#### Material for this task ####
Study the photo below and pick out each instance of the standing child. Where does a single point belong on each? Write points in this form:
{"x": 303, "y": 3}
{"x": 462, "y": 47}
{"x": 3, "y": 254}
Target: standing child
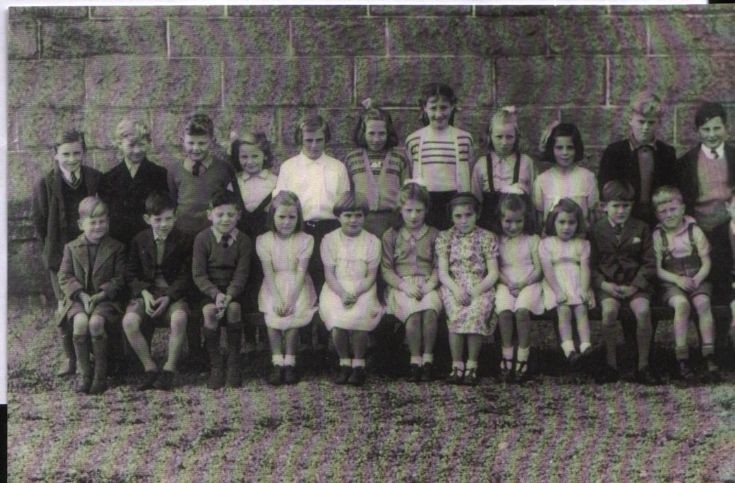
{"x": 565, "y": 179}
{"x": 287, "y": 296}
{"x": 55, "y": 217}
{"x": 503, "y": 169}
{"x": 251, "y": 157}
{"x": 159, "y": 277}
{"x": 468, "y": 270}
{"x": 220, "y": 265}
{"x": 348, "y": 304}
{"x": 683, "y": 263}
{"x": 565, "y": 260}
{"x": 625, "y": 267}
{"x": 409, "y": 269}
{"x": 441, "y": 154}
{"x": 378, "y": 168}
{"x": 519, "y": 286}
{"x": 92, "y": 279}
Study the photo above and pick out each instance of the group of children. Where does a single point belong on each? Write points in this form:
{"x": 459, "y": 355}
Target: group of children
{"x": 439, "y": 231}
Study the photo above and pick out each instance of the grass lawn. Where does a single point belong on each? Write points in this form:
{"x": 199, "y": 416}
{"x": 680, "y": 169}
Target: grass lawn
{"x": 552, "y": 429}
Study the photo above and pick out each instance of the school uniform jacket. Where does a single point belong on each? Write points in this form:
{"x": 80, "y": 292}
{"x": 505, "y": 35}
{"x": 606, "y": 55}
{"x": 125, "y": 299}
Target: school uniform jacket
####
[Prompt]
Your job is to reproduce the material exactly. Keep pictures out of it.

[Exercise response]
Study the photo below and pick out each instance of the standing child. Where does a single point belong on each? Write points in this form:
{"x": 303, "y": 3}
{"x": 462, "y": 47}
{"x": 3, "y": 254}
Target: standing child
{"x": 565, "y": 179}
{"x": 287, "y": 296}
{"x": 55, "y": 217}
{"x": 503, "y": 169}
{"x": 251, "y": 157}
{"x": 159, "y": 277}
{"x": 468, "y": 270}
{"x": 220, "y": 265}
{"x": 348, "y": 304}
{"x": 683, "y": 263}
{"x": 565, "y": 260}
{"x": 625, "y": 267}
{"x": 409, "y": 269}
{"x": 441, "y": 154}
{"x": 378, "y": 168}
{"x": 519, "y": 286}
{"x": 92, "y": 279}
Study the photo above and pick out each instance of the group of children. Where does a single point belong on each? Write points in this form:
{"x": 459, "y": 355}
Target: group of children
{"x": 439, "y": 231}
Study the photo above and pick out each instance of the grass lawn. Where does a single point belong on each? Write points in this form:
{"x": 199, "y": 416}
{"x": 680, "y": 169}
Target: grass lawn
{"x": 552, "y": 429}
Study the photo above and pick out each instance of the school uniform jacket. Where does a single point belong on each? Write points in this form:
{"x": 80, "y": 292}
{"x": 505, "y": 35}
{"x": 606, "y": 55}
{"x": 125, "y": 299}
Target: school uniform jacket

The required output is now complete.